• Extracted information:
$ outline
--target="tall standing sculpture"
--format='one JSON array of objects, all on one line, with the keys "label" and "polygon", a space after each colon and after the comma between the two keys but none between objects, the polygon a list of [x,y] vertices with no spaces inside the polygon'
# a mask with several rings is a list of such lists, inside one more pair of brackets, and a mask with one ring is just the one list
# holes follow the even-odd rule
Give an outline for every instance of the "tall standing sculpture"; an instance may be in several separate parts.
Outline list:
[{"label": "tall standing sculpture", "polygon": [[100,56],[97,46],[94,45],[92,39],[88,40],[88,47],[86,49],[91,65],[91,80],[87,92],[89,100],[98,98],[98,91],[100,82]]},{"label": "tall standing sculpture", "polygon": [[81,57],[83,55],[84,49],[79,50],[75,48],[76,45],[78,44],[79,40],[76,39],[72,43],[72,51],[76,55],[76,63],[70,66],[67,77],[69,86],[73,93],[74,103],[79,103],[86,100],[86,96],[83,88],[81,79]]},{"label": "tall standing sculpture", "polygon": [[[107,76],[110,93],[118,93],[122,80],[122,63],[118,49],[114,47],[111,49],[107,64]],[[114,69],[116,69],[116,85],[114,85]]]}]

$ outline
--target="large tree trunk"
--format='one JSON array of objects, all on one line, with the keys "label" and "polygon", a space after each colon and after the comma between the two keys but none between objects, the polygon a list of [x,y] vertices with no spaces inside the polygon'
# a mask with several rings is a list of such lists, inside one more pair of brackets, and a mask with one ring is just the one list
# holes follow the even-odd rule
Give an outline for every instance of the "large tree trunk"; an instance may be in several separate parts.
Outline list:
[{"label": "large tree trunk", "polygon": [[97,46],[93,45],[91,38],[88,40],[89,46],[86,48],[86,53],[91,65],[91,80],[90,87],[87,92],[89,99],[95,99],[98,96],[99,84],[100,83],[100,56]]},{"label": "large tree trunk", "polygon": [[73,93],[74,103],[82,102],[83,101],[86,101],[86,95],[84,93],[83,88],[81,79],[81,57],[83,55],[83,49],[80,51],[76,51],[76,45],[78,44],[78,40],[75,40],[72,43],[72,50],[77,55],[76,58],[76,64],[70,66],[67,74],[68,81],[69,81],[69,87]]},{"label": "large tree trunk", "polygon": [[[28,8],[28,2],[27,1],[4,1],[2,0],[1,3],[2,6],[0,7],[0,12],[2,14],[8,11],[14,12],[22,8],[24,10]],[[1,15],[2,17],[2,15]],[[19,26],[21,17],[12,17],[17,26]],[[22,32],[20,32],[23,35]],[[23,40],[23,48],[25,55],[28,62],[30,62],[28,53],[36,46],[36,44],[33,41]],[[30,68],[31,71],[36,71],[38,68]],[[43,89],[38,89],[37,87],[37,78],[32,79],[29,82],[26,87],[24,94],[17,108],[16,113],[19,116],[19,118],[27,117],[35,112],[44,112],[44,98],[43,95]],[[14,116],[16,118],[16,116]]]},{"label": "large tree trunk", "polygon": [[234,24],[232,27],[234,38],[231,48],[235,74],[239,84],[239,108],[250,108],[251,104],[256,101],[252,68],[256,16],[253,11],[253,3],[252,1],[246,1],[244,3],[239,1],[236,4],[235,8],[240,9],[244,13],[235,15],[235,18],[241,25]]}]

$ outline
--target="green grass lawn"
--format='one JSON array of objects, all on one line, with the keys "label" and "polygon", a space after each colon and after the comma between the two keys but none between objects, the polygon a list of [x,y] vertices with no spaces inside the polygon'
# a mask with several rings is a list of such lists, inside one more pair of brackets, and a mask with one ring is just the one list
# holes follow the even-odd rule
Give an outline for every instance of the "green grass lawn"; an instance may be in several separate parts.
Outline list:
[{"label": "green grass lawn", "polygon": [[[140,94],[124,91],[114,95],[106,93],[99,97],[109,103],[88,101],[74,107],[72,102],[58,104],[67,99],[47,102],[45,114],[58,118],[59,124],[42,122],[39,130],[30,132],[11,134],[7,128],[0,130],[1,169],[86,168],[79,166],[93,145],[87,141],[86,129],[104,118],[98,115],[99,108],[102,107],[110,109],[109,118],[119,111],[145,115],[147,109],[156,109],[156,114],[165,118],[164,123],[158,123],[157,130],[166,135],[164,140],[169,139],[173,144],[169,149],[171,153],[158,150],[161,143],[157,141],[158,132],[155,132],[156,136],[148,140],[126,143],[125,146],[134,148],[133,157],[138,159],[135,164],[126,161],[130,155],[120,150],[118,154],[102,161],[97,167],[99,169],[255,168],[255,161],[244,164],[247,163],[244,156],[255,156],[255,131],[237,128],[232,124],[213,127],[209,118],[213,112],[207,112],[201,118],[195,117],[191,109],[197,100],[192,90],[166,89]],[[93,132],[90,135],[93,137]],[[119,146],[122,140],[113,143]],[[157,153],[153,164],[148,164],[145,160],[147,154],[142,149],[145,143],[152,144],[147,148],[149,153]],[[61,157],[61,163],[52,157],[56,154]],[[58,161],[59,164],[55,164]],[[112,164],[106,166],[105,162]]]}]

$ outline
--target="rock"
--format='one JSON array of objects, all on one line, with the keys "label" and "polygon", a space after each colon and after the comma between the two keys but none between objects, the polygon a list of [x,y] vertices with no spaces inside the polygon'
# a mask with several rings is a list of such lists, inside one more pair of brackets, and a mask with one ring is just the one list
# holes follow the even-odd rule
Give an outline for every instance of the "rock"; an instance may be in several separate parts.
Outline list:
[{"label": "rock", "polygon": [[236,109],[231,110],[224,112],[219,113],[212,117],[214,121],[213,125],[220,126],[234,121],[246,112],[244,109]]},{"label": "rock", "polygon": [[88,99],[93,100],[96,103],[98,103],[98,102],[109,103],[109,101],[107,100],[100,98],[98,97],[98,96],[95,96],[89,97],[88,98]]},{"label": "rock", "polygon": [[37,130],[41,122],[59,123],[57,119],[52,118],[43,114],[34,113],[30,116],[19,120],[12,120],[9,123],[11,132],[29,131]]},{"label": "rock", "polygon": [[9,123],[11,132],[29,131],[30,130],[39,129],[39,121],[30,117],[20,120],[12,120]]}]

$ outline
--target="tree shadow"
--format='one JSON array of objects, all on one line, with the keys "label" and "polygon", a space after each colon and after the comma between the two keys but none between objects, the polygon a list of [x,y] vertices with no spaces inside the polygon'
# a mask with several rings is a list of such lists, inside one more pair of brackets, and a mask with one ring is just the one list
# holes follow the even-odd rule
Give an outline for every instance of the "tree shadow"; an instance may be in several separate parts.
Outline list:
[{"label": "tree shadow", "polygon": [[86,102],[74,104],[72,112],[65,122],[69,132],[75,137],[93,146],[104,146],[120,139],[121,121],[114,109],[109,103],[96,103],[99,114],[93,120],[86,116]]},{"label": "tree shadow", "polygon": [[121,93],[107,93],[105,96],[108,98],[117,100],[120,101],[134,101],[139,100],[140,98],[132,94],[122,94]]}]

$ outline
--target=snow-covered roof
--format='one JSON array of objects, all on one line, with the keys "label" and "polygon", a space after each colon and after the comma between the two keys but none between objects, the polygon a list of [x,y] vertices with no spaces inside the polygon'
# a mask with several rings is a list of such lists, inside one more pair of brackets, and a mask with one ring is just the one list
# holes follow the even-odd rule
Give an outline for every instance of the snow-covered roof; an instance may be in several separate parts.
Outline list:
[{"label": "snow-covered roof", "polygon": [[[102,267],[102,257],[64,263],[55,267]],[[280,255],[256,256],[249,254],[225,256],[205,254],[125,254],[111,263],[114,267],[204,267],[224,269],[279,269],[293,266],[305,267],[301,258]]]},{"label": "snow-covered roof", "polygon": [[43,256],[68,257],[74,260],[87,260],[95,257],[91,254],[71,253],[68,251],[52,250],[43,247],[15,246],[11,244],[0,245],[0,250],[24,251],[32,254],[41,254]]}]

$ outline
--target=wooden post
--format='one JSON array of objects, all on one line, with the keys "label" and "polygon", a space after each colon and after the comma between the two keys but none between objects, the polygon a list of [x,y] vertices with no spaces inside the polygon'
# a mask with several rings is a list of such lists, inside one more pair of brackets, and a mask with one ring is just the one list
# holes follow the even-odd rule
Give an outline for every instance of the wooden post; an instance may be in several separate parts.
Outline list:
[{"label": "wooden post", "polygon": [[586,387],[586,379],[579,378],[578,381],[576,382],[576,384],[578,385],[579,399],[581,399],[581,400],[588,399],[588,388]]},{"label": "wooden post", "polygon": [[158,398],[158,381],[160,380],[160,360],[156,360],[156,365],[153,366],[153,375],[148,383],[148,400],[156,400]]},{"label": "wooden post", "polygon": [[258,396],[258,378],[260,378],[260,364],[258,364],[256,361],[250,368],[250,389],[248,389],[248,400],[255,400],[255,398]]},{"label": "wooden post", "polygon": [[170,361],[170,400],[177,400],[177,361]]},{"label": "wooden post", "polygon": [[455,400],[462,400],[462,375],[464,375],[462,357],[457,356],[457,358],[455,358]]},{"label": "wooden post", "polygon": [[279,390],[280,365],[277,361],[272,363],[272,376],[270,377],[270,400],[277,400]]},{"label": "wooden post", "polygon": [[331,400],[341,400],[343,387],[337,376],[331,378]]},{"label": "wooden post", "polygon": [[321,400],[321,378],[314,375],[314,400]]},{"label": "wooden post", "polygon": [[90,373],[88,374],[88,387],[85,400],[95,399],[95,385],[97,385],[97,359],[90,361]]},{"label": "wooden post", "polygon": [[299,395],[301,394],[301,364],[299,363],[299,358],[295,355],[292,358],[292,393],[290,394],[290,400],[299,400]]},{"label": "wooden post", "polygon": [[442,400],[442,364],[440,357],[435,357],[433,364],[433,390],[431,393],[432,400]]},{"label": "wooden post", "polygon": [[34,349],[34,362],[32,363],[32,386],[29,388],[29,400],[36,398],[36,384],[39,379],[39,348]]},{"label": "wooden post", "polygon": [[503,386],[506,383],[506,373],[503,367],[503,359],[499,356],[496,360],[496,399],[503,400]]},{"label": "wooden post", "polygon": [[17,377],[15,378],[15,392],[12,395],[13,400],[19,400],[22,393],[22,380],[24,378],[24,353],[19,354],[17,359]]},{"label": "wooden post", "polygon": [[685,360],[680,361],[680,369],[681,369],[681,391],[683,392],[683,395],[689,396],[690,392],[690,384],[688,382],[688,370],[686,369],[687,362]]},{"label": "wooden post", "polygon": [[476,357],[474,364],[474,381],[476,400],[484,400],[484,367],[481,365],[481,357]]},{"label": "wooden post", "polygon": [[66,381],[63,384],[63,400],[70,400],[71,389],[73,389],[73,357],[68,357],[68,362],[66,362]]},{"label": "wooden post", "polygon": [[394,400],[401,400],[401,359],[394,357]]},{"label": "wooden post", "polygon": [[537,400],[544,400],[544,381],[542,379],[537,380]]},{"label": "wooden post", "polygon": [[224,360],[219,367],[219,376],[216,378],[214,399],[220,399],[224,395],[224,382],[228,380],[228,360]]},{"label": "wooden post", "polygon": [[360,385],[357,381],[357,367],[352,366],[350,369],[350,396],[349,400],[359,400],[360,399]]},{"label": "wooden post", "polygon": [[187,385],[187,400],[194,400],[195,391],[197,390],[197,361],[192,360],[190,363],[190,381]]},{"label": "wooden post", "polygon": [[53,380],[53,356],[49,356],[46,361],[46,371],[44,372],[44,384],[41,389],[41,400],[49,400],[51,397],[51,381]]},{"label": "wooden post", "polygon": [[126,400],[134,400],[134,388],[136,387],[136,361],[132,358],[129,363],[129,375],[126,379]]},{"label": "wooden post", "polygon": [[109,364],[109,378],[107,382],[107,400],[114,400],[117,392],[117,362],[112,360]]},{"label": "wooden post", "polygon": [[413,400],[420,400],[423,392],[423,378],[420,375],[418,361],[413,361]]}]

• Exercise directions: Filter the records above, keeping only the lines that contain the string "target", and copy each of those lines unchanged.

• Output of the task:
--target="tall standing sculpture"
--target="large tree trunk"
--target="green grass lawn"
--target="rock"
--target="tree shadow"
--target=snow-covered roof
--target=wooden post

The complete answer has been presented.